◆ Work to complete:
Report the count of lines in the records that contain "brown", without any added text.

◆ Provided records:
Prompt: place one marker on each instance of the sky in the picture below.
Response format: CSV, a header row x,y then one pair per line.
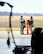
x,y
24,6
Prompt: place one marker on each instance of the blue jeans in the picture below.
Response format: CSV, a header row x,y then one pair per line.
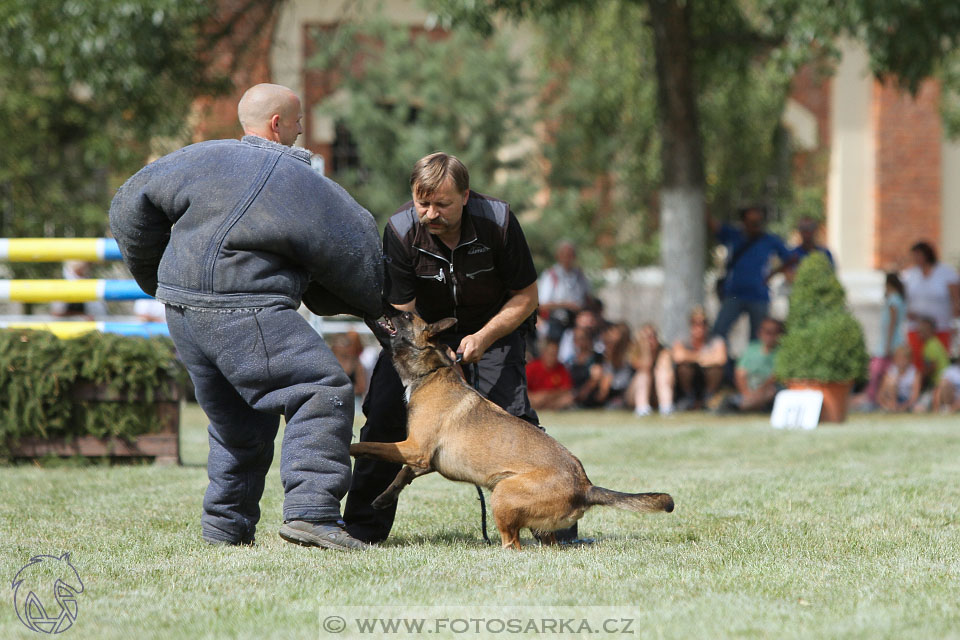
x,y
249,367
730,311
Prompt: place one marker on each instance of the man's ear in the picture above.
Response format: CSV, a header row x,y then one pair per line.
x,y
440,326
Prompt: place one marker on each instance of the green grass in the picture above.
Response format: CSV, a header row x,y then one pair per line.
x,y
846,531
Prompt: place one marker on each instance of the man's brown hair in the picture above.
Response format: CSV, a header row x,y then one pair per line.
x,y
431,171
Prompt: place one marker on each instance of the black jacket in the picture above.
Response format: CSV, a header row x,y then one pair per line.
x,y
471,282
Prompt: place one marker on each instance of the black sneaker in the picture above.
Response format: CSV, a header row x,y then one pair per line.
x,y
329,535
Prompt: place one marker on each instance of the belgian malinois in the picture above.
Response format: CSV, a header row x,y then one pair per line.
x,y
452,429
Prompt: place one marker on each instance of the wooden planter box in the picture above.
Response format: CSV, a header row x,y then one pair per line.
x,y
162,446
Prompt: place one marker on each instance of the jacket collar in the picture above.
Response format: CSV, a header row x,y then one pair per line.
x,y
429,242
297,152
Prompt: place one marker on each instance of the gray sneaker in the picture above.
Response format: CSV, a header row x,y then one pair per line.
x,y
329,535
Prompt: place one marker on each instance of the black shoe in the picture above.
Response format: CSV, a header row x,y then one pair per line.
x,y
329,535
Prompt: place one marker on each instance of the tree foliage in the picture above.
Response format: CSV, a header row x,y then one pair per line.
x,y
85,88
403,94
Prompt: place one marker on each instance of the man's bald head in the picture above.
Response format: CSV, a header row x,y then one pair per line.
x,y
271,111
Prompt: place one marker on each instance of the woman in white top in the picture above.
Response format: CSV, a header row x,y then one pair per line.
x,y
933,290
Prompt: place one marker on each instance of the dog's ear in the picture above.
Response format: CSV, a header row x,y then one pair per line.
x,y
440,326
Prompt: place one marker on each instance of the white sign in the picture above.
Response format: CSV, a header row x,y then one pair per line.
x,y
796,409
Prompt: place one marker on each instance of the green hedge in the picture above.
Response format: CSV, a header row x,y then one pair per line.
x,y
39,372
824,341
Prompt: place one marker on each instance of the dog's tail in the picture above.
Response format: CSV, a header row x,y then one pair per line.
x,y
642,502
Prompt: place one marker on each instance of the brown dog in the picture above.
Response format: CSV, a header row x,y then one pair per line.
x,y
452,429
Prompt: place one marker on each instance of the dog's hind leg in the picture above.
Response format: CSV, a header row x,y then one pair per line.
x,y
406,475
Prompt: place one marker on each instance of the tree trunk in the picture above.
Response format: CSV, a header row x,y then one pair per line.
x,y
682,222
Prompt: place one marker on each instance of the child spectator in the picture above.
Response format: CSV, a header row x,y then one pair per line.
x,y
900,388
549,385
699,363
652,385
753,375
892,335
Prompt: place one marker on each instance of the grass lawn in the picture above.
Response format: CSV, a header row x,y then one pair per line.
x,y
845,531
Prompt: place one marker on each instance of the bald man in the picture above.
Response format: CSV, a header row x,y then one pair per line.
x,y
271,111
231,235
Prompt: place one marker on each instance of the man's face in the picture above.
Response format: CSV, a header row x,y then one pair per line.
x,y
440,212
289,128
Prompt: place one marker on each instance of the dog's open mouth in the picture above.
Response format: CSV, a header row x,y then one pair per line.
x,y
387,327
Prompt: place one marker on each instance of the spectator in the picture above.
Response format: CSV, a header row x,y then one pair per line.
x,y
933,290
935,356
699,363
900,388
564,291
585,366
946,395
616,372
892,320
591,322
652,385
807,229
549,384
744,287
753,376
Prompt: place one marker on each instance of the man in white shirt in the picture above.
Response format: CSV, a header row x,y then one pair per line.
x,y
564,291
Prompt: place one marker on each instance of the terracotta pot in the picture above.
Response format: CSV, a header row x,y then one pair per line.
x,y
836,397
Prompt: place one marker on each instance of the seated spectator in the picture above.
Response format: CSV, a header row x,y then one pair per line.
x,y
652,385
933,291
946,395
563,291
934,354
584,365
900,388
591,322
616,372
753,375
549,384
699,363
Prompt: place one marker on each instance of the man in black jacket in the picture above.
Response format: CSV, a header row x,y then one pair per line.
x,y
231,235
449,253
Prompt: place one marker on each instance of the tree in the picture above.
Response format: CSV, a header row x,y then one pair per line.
x,y
398,95
86,90
691,38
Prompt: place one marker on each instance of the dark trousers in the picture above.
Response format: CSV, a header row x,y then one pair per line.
x,y
500,376
250,367
730,311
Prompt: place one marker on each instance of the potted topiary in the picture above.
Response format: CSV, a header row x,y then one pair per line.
x,y
824,347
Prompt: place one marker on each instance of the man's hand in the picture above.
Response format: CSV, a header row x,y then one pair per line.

◆ Solution to the problem:
2